-- Start of SELECTED EXCERPT --

ERISA Reportable Events
The Employee Retirement Income Security Act (ERISA) requires sponsors of single-employer defined benefit retirement plans to report certain events to the PBGC that could herald an increase in a plan’s financial liabilities or a decrease in the sponsor’s financial health. This mechanism allows the PBGC to identify pension plans that may terminate in distress or otherwise require the PBGC’s financial assistance. Reportable events vary widely in their scope. For instance, the statute includes as reportable events:

  • the bankruptcy of a plan sponsor or another company in the sponsor’s controlled group;
  • a change in the identity of a plan sponsor or change in composition of the sponsor’s controlled group;
  • the transfer of plan liabilities to a plan sponsored by a company outside the transferring sponsor’s controlled group; and
  • a distribution to a 10% owner of the plan sponsor equaling 1% or more of plan assets.

The newly proposed regulations are intended to reduce the burden on a plan sponsor of determining when a reportable event occurs. In particular, the proposal includes less burdensome rules for testing when a sponsor must report a reduction in the plan’s active participants or approval of a dividend or stock redemption by the plan sponsor. Less favorable to plan sponsors is a broadened obligation to report changes in the sponsor’s controlled group. Under the proposal, a plan sponsor would experience a reportable event immediately upon entering into an agreement to divest an affiliate, even if completion of the divestiture is contingent on regulatory approval or financing.

-- End of SELECTED EXCERPT --

From the ERISA reportable events text, quote the passage starting with "The newly proposed" and going on through "approval or financing.".

-- Start of EXTRACTED INFORMATION --

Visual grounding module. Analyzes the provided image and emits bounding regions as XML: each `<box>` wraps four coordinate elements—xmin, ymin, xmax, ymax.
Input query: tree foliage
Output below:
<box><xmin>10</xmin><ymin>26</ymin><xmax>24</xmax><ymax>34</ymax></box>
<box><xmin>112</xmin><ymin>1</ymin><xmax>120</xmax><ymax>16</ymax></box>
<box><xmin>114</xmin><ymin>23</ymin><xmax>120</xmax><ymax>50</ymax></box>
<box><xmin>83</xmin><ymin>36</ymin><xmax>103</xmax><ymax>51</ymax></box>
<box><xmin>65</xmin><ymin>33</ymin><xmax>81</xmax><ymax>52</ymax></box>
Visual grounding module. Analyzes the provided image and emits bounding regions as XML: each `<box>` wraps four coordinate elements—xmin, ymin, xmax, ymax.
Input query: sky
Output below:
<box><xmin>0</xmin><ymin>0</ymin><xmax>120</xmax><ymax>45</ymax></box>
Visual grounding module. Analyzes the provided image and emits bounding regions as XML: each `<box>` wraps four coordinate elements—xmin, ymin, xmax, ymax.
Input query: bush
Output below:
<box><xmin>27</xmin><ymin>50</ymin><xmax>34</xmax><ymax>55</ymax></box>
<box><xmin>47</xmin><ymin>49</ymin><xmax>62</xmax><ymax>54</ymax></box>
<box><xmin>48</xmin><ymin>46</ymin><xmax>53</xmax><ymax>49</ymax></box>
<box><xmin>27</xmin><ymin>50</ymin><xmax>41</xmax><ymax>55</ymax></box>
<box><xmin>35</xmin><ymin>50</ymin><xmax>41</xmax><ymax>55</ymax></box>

-- End of EXTRACTED INFORMATION --

◆ EXPECTED OUTPUT ◆
The newly proposed regulations are intended to reduce the burden on a plan sponsor of determining when a reportable event occurs. In particular, the proposal includes less burdensome rules for testing when a sponsor must report a reduction in the plan’s active participants or approval of a dividend or stock redemption by the plan sponsor. Less favorable to plan sponsors is a broadened obligation to report changes in the sponsor’s controlled group. Under the proposal, a plan sponsor would experience a reportable event immediately upon entering into an agreement to divest an affiliate, even if completion of the divestiture is contingent on regulatory approval or financing.